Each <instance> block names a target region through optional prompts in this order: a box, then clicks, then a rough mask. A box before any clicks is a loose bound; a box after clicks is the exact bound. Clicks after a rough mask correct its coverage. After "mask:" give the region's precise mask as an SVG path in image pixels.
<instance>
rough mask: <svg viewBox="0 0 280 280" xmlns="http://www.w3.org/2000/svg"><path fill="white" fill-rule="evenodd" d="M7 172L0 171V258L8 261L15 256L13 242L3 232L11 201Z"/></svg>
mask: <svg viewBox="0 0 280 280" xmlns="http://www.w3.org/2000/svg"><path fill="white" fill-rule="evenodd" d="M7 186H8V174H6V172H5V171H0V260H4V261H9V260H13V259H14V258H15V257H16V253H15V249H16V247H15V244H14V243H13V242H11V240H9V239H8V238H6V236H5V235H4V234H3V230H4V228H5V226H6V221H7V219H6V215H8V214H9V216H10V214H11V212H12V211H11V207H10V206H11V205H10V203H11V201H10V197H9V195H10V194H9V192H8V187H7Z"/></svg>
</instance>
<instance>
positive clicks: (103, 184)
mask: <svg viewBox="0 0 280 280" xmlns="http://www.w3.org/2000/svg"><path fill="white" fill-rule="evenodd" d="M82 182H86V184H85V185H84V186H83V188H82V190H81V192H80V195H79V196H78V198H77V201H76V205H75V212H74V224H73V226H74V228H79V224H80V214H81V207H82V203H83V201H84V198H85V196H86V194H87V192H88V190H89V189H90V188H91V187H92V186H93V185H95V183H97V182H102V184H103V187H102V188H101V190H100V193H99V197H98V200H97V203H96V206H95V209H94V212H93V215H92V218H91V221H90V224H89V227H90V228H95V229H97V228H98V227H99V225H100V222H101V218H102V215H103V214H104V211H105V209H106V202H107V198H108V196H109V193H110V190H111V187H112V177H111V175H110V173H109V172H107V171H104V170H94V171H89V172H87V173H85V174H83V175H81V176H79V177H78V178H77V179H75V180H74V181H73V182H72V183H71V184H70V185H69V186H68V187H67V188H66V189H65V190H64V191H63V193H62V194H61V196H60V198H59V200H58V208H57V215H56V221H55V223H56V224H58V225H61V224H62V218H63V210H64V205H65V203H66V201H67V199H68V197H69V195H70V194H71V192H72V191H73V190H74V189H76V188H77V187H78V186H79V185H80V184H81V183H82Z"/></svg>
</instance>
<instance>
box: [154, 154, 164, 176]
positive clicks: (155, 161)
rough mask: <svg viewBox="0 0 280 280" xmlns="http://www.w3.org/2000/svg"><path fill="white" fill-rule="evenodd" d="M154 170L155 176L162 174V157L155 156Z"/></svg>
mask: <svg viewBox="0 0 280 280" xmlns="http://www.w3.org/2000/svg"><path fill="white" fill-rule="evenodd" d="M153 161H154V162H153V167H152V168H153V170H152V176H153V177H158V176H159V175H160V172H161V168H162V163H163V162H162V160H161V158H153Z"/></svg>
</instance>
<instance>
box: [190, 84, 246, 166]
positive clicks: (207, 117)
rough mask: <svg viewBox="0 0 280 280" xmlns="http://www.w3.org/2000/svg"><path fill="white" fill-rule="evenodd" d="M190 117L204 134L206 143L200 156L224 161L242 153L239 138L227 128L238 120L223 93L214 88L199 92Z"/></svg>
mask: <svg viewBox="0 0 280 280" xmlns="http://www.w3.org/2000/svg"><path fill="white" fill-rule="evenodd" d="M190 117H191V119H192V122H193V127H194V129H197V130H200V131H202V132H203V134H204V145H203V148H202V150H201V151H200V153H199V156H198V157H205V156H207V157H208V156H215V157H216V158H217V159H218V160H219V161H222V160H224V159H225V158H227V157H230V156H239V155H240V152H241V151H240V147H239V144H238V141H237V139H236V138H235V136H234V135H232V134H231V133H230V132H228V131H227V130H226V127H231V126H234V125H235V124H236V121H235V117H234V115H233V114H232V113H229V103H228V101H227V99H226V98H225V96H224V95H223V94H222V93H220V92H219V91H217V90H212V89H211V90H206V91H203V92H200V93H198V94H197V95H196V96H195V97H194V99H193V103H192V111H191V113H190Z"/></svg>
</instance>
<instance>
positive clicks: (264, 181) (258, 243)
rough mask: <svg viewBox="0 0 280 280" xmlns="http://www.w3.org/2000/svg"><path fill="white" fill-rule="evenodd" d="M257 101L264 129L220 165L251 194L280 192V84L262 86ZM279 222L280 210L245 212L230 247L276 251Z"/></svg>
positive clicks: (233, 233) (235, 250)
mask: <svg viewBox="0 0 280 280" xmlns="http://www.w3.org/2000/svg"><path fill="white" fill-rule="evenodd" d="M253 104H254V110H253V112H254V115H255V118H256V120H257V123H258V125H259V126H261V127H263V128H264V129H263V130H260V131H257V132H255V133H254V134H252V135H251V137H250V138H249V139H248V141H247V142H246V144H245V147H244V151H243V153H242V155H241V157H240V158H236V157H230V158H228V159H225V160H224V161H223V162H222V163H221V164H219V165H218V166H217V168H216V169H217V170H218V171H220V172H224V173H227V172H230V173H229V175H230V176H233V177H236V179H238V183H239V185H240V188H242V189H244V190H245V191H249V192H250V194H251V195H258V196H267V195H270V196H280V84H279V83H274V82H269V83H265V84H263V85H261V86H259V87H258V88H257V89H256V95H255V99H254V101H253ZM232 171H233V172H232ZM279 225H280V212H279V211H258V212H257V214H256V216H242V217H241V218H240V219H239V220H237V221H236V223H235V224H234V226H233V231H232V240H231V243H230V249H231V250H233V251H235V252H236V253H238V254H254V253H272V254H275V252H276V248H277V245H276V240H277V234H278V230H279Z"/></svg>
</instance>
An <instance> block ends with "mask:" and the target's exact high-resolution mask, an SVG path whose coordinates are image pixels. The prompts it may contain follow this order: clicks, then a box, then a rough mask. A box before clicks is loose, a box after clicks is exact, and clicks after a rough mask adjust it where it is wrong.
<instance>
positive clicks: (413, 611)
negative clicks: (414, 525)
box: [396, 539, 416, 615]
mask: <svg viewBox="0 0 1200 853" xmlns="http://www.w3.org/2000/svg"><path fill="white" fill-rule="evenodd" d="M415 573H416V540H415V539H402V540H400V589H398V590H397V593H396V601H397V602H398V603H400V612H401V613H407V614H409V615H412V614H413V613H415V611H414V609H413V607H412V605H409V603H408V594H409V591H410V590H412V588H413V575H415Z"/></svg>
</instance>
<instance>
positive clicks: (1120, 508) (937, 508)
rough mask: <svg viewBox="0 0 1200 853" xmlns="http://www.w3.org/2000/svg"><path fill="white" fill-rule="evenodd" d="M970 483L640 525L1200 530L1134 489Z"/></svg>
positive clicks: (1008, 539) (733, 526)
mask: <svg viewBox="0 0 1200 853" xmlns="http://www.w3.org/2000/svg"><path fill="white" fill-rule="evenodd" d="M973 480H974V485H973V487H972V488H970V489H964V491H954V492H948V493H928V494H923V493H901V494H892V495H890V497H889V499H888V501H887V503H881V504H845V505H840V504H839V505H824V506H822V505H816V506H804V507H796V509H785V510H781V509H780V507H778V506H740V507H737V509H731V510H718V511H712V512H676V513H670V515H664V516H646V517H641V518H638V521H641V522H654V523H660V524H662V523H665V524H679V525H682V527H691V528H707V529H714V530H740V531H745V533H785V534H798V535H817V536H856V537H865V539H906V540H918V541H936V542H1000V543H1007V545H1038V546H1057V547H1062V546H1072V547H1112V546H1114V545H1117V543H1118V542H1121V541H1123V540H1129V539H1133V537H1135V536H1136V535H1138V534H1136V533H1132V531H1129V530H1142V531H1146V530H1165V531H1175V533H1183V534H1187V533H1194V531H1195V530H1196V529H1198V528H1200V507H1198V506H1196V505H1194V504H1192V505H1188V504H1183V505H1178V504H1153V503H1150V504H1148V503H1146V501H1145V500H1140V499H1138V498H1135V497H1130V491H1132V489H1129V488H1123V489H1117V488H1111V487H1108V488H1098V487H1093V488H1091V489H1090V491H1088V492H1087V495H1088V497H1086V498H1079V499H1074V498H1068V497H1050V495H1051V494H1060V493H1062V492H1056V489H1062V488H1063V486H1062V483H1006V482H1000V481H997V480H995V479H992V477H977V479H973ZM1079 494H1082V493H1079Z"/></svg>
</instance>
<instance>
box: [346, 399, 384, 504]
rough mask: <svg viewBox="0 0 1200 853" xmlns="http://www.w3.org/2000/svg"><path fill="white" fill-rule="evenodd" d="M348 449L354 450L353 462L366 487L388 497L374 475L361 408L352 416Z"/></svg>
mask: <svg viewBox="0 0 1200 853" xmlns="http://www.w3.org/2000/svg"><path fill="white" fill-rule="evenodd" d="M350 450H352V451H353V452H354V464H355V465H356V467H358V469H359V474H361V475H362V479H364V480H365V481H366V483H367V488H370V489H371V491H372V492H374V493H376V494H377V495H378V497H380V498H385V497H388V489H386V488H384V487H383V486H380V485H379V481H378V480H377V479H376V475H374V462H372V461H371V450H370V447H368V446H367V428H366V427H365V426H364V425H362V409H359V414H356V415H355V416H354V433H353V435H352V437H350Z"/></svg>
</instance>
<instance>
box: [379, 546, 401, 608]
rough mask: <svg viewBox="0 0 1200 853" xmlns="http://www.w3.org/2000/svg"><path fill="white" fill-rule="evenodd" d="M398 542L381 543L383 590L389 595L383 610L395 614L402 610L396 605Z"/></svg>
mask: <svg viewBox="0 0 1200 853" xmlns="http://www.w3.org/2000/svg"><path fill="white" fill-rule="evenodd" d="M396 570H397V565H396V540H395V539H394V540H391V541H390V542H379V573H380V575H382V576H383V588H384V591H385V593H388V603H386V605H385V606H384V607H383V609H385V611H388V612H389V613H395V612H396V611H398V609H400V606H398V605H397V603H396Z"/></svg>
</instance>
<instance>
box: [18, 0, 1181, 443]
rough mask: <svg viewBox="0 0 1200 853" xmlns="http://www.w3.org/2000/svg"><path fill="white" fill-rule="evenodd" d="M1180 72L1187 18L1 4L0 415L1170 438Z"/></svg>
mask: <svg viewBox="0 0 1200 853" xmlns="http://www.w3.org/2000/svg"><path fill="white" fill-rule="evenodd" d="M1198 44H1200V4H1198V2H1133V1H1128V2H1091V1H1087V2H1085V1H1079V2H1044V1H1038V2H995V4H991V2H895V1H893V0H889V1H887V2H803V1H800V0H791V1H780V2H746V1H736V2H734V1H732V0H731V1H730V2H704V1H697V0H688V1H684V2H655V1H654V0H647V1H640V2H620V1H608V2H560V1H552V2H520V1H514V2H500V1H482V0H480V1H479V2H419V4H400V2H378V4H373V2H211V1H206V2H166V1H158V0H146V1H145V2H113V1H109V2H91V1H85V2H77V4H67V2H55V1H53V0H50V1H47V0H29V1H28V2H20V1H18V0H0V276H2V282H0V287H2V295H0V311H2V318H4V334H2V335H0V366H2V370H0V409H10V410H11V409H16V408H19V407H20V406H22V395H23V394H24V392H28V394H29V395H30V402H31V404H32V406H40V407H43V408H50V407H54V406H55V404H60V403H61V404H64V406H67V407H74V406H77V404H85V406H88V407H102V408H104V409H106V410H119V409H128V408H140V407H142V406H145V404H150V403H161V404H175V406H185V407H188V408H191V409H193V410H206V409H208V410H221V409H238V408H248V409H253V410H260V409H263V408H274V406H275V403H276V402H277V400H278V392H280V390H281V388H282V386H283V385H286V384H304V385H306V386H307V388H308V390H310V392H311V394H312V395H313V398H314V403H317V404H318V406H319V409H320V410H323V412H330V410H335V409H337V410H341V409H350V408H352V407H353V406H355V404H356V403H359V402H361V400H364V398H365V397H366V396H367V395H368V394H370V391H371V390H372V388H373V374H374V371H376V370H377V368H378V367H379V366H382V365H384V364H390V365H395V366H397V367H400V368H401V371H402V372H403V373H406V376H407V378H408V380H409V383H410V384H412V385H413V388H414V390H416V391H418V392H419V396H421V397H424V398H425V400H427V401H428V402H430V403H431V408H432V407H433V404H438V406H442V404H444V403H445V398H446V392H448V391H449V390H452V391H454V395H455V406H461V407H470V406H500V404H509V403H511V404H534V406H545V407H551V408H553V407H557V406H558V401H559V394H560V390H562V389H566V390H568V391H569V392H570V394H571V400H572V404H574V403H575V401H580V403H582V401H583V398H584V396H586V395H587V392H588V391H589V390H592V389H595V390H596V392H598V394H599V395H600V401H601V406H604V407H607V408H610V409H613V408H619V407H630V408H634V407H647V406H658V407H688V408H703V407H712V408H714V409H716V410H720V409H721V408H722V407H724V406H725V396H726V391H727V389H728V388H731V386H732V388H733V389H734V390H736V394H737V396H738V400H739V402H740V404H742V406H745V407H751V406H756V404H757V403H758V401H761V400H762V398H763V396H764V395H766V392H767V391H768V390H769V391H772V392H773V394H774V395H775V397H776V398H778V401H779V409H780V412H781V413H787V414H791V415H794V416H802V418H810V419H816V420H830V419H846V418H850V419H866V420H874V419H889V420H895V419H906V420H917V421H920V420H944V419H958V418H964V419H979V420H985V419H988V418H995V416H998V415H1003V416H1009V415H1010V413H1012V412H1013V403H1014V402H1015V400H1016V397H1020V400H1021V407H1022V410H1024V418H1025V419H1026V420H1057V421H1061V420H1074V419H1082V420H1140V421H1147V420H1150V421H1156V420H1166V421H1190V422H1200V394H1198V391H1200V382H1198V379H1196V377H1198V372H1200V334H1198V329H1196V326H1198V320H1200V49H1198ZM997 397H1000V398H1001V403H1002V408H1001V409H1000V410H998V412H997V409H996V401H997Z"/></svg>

════════

Work to be completed =>
Starting at the first line of the items and stopping after the line that contains "172L0 171V258L8 261L15", give those lines as a JSON list of strings, one string per line, with blank lines left out.

Solution to this problem =>
[
  "Each <instance> block names a target region through optional prompts in this order: a box, then clicks, then a rough mask. A box before any clicks is a loose bound; a box after clicks is the exact bound. Clicks after a rough mask correct its coverage. After \"mask:\" give the region's precise mask as an SVG path in image pixels.",
  "<instance>",
  "rough mask: <svg viewBox=\"0 0 280 280\" xmlns=\"http://www.w3.org/2000/svg\"><path fill=\"white\" fill-rule=\"evenodd\" d=\"M7 172L0 171V258L8 261L15 256L13 242L3 232L11 201Z\"/></svg>"
]